## WRITTEN TASK
Quote the whole listing exactly. Leave the pictures out of your copy.

* start *

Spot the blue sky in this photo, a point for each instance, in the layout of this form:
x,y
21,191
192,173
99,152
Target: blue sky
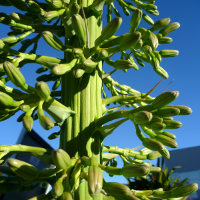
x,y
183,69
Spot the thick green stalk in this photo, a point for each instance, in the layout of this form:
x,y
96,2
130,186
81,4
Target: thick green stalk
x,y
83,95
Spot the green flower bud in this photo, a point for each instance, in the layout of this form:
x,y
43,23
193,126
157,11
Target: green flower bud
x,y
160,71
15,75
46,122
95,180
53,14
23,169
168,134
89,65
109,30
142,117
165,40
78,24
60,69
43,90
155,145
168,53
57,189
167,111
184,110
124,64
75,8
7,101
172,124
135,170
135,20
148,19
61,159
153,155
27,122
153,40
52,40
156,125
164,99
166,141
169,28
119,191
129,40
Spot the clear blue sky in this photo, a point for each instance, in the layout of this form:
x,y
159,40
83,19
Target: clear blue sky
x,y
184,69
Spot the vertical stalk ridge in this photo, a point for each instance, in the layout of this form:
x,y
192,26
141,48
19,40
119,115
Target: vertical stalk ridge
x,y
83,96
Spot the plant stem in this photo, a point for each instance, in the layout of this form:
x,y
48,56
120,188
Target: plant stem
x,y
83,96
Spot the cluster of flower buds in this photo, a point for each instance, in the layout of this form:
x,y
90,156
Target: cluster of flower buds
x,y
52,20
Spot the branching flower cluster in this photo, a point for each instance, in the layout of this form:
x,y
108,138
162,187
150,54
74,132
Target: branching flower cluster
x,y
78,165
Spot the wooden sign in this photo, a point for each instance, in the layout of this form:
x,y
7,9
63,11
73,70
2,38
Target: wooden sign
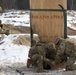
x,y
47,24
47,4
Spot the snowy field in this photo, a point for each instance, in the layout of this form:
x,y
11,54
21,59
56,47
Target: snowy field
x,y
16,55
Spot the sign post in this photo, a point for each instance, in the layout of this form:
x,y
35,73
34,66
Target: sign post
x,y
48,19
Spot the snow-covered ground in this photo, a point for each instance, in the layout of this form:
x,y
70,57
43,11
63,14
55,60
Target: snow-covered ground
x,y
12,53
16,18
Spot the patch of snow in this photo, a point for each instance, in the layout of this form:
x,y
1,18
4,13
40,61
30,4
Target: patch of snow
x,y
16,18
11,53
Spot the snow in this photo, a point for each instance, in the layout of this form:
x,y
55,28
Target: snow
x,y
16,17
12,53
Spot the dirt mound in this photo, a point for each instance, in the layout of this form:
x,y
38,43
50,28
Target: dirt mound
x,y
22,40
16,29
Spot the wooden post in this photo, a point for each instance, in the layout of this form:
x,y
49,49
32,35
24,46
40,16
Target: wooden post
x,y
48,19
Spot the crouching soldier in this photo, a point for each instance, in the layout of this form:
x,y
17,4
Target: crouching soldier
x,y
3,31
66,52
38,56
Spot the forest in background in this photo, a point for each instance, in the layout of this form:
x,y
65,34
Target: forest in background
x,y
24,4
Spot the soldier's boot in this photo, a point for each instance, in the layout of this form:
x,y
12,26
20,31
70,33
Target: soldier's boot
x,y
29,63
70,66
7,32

* end *

## RESULT OF THIS EXERCISE
Spot the blue sky in this photo, a point for each instance, in the layout of this form:
x,y
21,191
192,173
99,152
Target: blue sky
x,y
183,69
Spot the thick green stalk in this photo, a point for each instance, in the layout of this form:
x,y
96,2
130,186
81,4
Target: thick green stalk
x,y
83,95
Spot the green flower bud in this photo, a point for each instance, in the layout of this form:
x,y
43,23
193,126
157,11
Target: green flower bud
x,y
160,71
15,75
46,122
95,180
53,14
23,169
168,134
89,65
109,30
142,117
165,40
78,24
60,69
43,90
155,145
168,53
57,189
167,111
184,110
124,64
75,8
7,101
172,124
135,170
135,20
148,19
61,159
153,155
27,122
153,40
52,40
156,125
164,99
166,141
169,28
119,191
129,40
Spot the clear blue sky in this photo, a point for each instance, in the layout of this form:
x,y
159,40
83,19
Target: clear blue sky
x,y
184,69
Spot the vertical stalk ridge in this photo, a point for each instance, in the layout of this form:
x,y
192,26
141,48
19,40
119,115
Target: vertical stalk ridge
x,y
83,96
Spot the plant stem in this photo, a point for each instance, in the layout of this form:
x,y
48,56
120,188
Target: plant stem
x,y
83,96
Spot the cluster of flower buds in this photo, a point for each instance, in the layout of this form:
x,y
90,156
Target: cluster of flower buds
x,y
52,20
Spot the branching flower cluster in this photo, a point for each instance, in the layout of this form:
x,y
108,138
162,187
150,54
74,132
Target: branching flower cluster
x,y
78,165
Spot the wooden sign in this photo, a point for each instance, in the layout of this form:
x,y
7,9
63,11
73,70
2,38
Target: wooden sign
x,y
47,24
47,4
Spot the snowy field in this photo, a point for each instance, in the layout of this form:
x,y
11,54
21,59
56,47
Target: snowy field
x,y
16,55
Spot the sign post in this photo, a point for each instance, in the layout of this form:
x,y
35,73
34,66
Target: sign post
x,y
48,19
Spot the snow-covered ground in this photo, a point for each instance, in the layout of this form:
x,y
70,57
43,11
63,14
55,60
Target: snow-covered ground
x,y
12,53
16,18
Spot the patch of snow in this photo, a point for each instance, in the layout of this form:
x,y
1,18
4,13
40,61
30,4
Target: patch of snow
x,y
16,18
11,53
Spot the snow in this photo, a point for each instance, in the layout of this form:
x,y
55,28
Target: snow
x,y
16,17
12,53
Spot the dirt mound in this photo, a point for each instance, in the layout of this form:
x,y
38,43
50,28
Target: dirt mound
x,y
22,40
16,29
Spot the wooden post in this photo, a point for each instance, in the layout of this form:
x,y
49,49
32,35
24,46
40,16
Target: wooden post
x,y
48,19
Spot the crouching soldier in this photo, a point for each instance, in the layout of this form:
x,y
17,4
Target: crouching soldier
x,y
3,31
66,52
38,56
Spot the forest in background in this photo, a point for each instance, in the layout of this form:
x,y
65,34
Target: forest in background
x,y
24,4
Spot the soldier's boot in this photo, a point for each instance, in the layout of this form:
x,y
12,26
20,31
70,33
Target: soldier's boot
x,y
29,63
70,66
7,32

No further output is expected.